Selected excerpt
——————
Identifying Postpartum Anxiety and Postpartum Depression


Postpartum Anxiety (PPA) and Postpartum Depression (PPD) are two conditions that are known to affect women after delivery. These two are completely different disorders that affect the mental, emotional and physical well being of women, but are related to each other. More and more women in the recent years are being diagnosed with one of these issues. It may be due to increasing stress and pressure stemming from work or society.

Postpartum anxiety

About 10% women who have had a baby recently are affected by this disorder. Signs of postpartum anxiety include constant worrying, feeling scared and racing thoughts on mind. Typical new mothers usually have everyday struggles dealing with the major changes and their newborn. Postpartum anxiety is different from this. It is when you feel everything is out of control and have disturbing thoughts about something happening to your baby. You may be constantly checking up on your baby, even while she is sleeping, afraid that something bad might happen to her in sleep.

It is common for new mothers to have these thoughts, as it brings out their protective instinct, but most women learn to dismiss them and move on. It is when you can’t get these thoughts out of your mind, things start getting worse. Your thoughts can interfere with your everyday activities and hinder normal functioning. For instance, postpartum anxiety can turn out to be dangerous, if are driving with your baby onboard.

PPA may also cause physical symptoms. These include –

  • Headaches
  • Racing heartbeat
  • Nausea
  • Dizziness
  • Sleeplessness
  • Blackouts
  • Involuntary trembling

Postpartum depression

Postpartum depression is the intense feeling of sadness and helplessness that can get completely out of your control. This is sometimes caused as a side effect of child delivery. Having postpartum anxiety may also lead to postpartum depression in some cases. In this condition, women feel extremely sad that they are unable to take care of their baby properly or that they are not doing it right. They feel bad that they are unable to do everything and can’t seem to stop crying.
——————
Items listed in a dataset
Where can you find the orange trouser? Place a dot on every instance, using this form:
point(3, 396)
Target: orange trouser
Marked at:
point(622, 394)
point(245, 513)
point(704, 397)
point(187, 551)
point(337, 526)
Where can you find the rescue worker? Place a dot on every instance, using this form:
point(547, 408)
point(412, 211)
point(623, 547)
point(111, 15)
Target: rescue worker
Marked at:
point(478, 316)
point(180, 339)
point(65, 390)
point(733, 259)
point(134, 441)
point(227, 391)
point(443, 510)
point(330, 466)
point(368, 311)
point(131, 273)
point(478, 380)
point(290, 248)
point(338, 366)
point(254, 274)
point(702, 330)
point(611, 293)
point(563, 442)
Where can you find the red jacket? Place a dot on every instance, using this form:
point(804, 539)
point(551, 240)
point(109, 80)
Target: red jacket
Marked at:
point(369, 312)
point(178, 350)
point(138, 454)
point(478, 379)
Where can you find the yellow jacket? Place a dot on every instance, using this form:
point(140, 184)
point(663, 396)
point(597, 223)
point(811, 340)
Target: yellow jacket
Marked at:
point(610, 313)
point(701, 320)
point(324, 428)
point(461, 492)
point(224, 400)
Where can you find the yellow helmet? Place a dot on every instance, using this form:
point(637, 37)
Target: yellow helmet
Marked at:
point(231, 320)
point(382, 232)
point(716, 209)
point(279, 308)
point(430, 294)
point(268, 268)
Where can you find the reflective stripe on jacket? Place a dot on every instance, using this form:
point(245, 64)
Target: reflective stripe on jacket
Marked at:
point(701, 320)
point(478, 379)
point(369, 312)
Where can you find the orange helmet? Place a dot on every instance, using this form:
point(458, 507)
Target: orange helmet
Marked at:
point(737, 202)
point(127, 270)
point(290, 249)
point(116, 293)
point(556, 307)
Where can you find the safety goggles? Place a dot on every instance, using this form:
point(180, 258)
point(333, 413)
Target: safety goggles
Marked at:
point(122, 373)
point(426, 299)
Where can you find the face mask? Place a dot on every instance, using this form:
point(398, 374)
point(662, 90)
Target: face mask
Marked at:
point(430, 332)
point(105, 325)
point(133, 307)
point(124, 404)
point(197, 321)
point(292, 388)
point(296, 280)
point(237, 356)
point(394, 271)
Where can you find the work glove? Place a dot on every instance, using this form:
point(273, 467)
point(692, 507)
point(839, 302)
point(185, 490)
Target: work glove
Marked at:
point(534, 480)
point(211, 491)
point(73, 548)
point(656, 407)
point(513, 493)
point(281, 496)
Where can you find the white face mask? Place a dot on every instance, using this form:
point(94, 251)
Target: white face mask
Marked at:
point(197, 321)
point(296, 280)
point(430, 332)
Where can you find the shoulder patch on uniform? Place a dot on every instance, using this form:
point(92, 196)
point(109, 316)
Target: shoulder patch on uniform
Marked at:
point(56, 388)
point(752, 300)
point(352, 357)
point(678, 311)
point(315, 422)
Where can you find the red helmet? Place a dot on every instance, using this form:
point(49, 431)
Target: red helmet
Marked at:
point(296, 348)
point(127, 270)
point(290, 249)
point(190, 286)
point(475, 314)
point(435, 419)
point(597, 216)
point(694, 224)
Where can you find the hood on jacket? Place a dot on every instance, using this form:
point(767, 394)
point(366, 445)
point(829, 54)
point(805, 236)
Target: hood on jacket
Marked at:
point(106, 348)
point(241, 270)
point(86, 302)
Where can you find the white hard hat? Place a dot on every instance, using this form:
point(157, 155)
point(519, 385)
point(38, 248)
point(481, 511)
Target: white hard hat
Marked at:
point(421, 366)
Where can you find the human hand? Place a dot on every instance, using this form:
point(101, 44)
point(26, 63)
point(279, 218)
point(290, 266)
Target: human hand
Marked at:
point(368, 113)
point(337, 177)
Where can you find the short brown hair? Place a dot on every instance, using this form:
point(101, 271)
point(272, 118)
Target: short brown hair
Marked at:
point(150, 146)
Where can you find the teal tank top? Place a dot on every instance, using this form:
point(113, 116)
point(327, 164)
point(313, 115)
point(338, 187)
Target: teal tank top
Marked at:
——————
Tasks for this exercise
(1) Condense the paragraph that begins "Postpartum depression is the intense feeling" from the text on postpartum anxiety and depression into a shorter version that keeps its main facts.
(2) Reproduce the passage of the text on postpartum anxiety and depression from "PPA may also" up to and including "to stop crying.".
The records play no role in this work.

Answers per task
(1) Postpartum depression is an intense, uncontrollable sense of sadness and helplessness. It sometimes arises as a side effect of childbirth and can also follow postpartum anxiety. Women with it feel deeply sad that they cannot care for their baby properly or do everything, and they cannot stop crying.

(2)
PPA may also cause physical symptoms. These include –

  • Headaches
  • Racing heartbeat
  • Nausea
  • Dizziness
  • Sleeplessness
  • Blackouts
  • Involuntary trembling

Postpartum depression

Postpartum depression is the intense feeling of sadness and helplessness that can get completely out of your control. This is sometimes caused as a side effect of child delivery. Having postpartum anxiety may also lead to postpartum depression in some cases. In this condition, women feel extremely sad that they are unable to take care of their baby properly or that they are not doing it right. They feel bad that they are unable to do everything and can’t seem to stop crying.